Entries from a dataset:

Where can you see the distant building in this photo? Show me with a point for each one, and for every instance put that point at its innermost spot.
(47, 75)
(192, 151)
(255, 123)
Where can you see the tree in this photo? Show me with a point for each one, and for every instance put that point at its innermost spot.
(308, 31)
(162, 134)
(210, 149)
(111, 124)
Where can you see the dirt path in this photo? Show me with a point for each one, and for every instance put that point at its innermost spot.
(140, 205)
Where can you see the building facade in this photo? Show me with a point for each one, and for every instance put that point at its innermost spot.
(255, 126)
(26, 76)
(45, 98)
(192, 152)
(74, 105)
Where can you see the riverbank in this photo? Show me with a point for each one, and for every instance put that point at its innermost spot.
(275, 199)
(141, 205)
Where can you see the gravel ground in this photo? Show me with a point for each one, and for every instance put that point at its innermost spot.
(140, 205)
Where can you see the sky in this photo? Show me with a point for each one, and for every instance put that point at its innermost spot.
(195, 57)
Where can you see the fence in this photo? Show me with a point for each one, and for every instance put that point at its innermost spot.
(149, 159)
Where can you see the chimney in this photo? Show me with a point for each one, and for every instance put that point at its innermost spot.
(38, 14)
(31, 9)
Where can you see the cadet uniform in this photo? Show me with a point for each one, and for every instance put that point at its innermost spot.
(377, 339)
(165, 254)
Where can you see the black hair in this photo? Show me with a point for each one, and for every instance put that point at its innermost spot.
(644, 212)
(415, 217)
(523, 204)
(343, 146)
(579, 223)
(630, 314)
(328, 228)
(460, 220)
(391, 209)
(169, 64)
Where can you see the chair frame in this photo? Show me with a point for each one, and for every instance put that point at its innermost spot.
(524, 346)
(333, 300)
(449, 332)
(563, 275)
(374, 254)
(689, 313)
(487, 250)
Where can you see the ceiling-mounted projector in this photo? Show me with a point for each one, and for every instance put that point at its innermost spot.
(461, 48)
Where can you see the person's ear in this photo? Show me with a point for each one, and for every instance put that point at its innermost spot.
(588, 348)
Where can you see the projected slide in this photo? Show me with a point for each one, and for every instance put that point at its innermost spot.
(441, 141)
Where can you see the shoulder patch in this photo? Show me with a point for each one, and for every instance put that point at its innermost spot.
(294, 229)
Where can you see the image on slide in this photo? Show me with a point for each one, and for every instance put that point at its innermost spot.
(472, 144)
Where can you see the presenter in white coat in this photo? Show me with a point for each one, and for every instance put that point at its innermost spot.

* [Description of the task]
Transcribe the material exactly as it reads.

* [Solution to this problem]
Where can you see the distant building in this photo? Show me with a point for each one, and for every instance put that point at its innermost spot.
(47, 75)
(192, 151)
(255, 123)
Where can you see the tree in this photo? Show me with a point for each one, and for every instance put that point at its innermost spot.
(308, 31)
(162, 134)
(210, 149)
(111, 124)
Where can you see the dirt path in this photo? Show me with a point for each one, and for every instance put that point at its innermost spot.
(140, 205)
Where can you see the building facade in this photo? Show me with a point for each one, and for every instance put that point at its innermost spot.
(255, 126)
(26, 76)
(45, 98)
(192, 152)
(74, 105)
Where can you see the riverbank in this photo? Show me with a point for each one, and for every instance put that point at its innermost spot.
(275, 199)
(141, 205)
Where can you see the gravel ground in this photo? Show me with a point for each one, and for every instance put that point at its innermost spot.
(140, 205)
Where can you see the sky in this photo? Show me with a point for each one, and for every instance put that point at its innermost spot.
(195, 57)
Where can you see the fence in this photo? Show me with a point for each one, and for every instance put that point at its innermost spot.
(149, 159)
Where can you see the chimney in this photo? Show me with a point for each one, and for every instance put that point at its innermost spot.
(38, 14)
(31, 9)
Where can you see the cadet uniform in this photo? Show me with a point for each one, and for every instance put that point at its innermost spot.
(377, 339)
(165, 254)
Where can you see the black hair in this photo? Show me with a point for each one, and for every instance put that point at its innermost spot.
(644, 212)
(415, 217)
(523, 204)
(343, 146)
(579, 223)
(630, 314)
(328, 228)
(460, 220)
(391, 209)
(169, 64)
Where can you see the chair frame in this photo? Show me with a point for each one, and for every instance put that point at its innermost spot.
(524, 346)
(333, 300)
(449, 332)
(563, 275)
(374, 254)
(689, 313)
(487, 250)
Where can you see the ceiling-mounted projector in this photo? Show me with a point for each one, and for every instance put that point at its innermost spot.
(461, 48)
Where can you see the person's ear in this photo? Show me with a point for each one, and for every instance put that point at its innermost spot.
(588, 348)
Where can you see the projected slide in this photo? Show me with a point for each one, and for every instance put that point at its innermost spot.
(441, 141)
Where can you see the shoulder patch in this photo? Show me with a point for each one, and for every instance put that point at its innermost spot.
(294, 229)
Where can you see the image on slide in this photo? Show me with a point for each one, and for every instance put that point at its innermost spot.
(472, 144)
Where can you see the presenter in white coat in this photo? Show me with a point for each one, and for every instance put that point at its innermost spot.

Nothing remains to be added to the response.